**Passage given**
((
Kabul - Last week a tweet appeared in my timeline criticizing the trailer of a new CBS sitcom about a US Marine who brings his Afghan interpreter to America.

"This is a real TV show. Actually made by human people. On Planet Earth. In 2021," it read.

I watched the 30-second trailer and was horrified to see that the show -- the first sitcom I knew of where a central character is from Afghanistan -- seemed to rely on tired tropes about a hulking, heroic white man coming to the rescue of his bumbling brown sidekick. Reza Aslan, the Iranian-American author who serves an executive producer on the show, asked that we give the show a chance.

"United States of Al" premieres April 1 on CBS. But as an Afghan-American journalist based in Kabul, I was recently invited to a Zoom screening of the pilot and 5th episode.
))
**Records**
((
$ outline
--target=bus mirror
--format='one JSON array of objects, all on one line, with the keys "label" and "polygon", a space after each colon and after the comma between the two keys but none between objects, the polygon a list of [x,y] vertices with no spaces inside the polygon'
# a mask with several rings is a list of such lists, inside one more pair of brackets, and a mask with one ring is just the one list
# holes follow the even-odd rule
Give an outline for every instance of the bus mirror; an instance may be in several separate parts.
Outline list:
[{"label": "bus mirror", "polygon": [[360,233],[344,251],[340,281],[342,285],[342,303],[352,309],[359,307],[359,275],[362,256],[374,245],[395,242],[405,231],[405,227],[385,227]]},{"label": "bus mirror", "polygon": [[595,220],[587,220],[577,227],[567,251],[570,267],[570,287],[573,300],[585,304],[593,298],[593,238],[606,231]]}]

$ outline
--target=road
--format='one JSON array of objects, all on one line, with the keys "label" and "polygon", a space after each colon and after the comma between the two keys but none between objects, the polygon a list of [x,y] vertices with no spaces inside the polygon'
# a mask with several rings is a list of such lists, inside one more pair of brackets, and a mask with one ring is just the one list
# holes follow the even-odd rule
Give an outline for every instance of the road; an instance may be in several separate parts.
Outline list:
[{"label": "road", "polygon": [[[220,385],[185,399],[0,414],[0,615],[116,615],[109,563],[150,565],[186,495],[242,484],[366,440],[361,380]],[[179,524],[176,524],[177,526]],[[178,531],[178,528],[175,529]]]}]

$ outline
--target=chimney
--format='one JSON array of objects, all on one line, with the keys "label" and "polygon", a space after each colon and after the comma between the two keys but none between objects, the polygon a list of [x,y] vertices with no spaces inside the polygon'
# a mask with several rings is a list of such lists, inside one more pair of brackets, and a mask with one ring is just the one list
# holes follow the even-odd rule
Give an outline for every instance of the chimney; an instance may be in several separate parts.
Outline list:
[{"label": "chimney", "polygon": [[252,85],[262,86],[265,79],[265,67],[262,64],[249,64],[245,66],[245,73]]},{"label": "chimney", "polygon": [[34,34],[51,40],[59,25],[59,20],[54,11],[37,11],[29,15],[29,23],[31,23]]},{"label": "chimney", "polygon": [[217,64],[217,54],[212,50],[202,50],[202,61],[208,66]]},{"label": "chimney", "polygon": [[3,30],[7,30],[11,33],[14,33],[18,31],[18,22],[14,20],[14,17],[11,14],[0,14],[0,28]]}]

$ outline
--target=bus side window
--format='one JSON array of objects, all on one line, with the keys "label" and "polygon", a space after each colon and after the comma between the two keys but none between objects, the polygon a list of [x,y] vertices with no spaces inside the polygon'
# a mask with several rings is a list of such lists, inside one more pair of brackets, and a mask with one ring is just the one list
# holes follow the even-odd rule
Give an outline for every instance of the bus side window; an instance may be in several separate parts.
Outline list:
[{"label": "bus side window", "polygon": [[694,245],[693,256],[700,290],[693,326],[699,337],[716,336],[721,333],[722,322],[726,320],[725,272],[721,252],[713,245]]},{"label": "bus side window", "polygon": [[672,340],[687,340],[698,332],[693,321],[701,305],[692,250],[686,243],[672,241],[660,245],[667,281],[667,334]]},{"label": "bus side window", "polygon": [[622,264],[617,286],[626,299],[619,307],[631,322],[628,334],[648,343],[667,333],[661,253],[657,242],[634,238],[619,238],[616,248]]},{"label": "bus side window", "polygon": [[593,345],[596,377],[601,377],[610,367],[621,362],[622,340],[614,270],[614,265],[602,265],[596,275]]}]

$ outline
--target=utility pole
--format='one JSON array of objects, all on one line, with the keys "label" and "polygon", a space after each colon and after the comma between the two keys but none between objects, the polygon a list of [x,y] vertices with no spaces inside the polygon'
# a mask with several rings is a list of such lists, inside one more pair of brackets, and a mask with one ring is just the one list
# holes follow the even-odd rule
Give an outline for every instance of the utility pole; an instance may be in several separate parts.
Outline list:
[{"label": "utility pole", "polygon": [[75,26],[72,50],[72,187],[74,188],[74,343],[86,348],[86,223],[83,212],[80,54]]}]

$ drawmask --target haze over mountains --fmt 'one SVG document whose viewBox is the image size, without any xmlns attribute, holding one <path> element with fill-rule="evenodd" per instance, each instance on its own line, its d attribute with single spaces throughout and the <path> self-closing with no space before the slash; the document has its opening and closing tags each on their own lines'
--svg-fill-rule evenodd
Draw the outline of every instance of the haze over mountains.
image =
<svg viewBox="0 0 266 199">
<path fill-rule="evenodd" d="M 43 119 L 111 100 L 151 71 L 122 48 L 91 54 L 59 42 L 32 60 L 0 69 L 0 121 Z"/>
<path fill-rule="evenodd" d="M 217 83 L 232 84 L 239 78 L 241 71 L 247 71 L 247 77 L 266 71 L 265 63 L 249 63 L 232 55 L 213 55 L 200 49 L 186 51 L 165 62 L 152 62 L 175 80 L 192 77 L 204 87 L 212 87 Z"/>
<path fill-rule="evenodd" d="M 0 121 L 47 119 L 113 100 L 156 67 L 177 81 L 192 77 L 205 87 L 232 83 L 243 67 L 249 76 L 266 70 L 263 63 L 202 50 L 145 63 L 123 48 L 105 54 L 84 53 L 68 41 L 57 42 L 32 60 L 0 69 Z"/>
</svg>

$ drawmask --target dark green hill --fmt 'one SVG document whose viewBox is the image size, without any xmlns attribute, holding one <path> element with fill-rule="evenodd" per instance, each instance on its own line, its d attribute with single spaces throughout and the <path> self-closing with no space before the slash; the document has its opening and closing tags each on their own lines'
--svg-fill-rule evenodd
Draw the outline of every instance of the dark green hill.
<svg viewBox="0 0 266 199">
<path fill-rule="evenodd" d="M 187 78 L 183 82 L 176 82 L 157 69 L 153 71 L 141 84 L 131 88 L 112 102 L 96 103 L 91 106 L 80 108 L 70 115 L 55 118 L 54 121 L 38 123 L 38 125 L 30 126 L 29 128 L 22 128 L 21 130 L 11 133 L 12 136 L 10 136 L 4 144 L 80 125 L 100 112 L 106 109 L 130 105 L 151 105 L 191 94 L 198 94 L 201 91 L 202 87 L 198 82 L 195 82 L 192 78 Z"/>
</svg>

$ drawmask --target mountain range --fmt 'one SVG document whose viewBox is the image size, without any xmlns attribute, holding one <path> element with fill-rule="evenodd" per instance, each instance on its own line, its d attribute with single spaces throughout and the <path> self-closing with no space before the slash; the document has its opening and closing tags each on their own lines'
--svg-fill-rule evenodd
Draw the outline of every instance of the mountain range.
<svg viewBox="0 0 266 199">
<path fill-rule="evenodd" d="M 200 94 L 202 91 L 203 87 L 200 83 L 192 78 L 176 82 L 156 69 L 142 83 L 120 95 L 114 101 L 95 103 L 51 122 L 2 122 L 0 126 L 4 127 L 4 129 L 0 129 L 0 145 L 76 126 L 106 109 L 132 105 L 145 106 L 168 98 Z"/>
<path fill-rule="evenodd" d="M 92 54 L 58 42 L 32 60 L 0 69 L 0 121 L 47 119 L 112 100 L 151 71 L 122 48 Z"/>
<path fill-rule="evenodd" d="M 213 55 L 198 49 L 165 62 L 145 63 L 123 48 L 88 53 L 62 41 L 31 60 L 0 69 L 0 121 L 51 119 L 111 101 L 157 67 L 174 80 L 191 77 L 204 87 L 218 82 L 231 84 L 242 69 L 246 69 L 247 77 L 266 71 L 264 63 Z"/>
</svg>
))
**Problems to solve**
[1] In the passage about the CBS sitcom, shorten the paragraph beginning "I watched the 30-second trailer" while keeping its main facts.
[2] Transcribe the section of the passage about the CBS sitcom starting with "Kabul - Last" and going on through "show a chance.".
[3] Go on with the passage about the CBS sitcom from its final sentence.
The records were drawn from a separate source.

**Outputs**
[1] After watching the 30-second trailer, the writer was horrified. The show was the first sitcom the writer knew of with a central character from Afghanistan, yet it appeared to lean on worn tropes of a hulking, heroic white man rescuing his bumbling brown sidekick. Reza Aslan, the Iranian-American author serving as an executive producer, asked that people give the show a chance.

[2]
Kabul - Last week a tweet appeared in my timeline criticizing the trailer of a new CBS sitcom about a US Marine who brings his Afghan interpreter to America.

"This is a real TV show. Actually made by human people. On Planet Earth. In 2021," it read.

I watched the 30-second trailer and was horrified to see that the show -- the first sitcom I knew of where a central character is from Afghanistan -- seemed to rely on tired tropes about a hulking, heroic white man coming to the rescue of his bumbling brown sidekick. Reza Aslan, the Iranian-American author who serves an executive producer on the show, asked that we give the show a chance.

[3]
I tried to hold out hope it would be good. It wasn't. In fact, the original tweet from Saeed Taji Farouky, an Arab-British filmmaker, was spot-on. Rather than bringing nuance to an Afghan-American pairing, the Chuck Lorre production is a show from another era: it's all flat characters, and cheap, uninspired jokes.

It's also a missed opportunity. The show tries to win points for putting Afghanistan at the center of a heavily-promoted mainstream sitcom, but then puts in none of the work.

It's as if Blackish, Fresh Off the Boat and Rami, all of which offer interesting, funny observations about the lives of non-white protagonists, never happened, and Hollywood (or at least CBS) has learned nothing since I first arrived in the United States in the late-1980s.

To be clear, this is a sitcom and not a prestige TV treatise on cultural imperialism and post-Cold War politics -- and it doesn't pretend to be something it's not. But as someone who will happily spend hours cycling through clips of Amy Farrah Fowler and Sheldon Cooper from Chuck Lorre's The Big Bang Theory, this show is cringe.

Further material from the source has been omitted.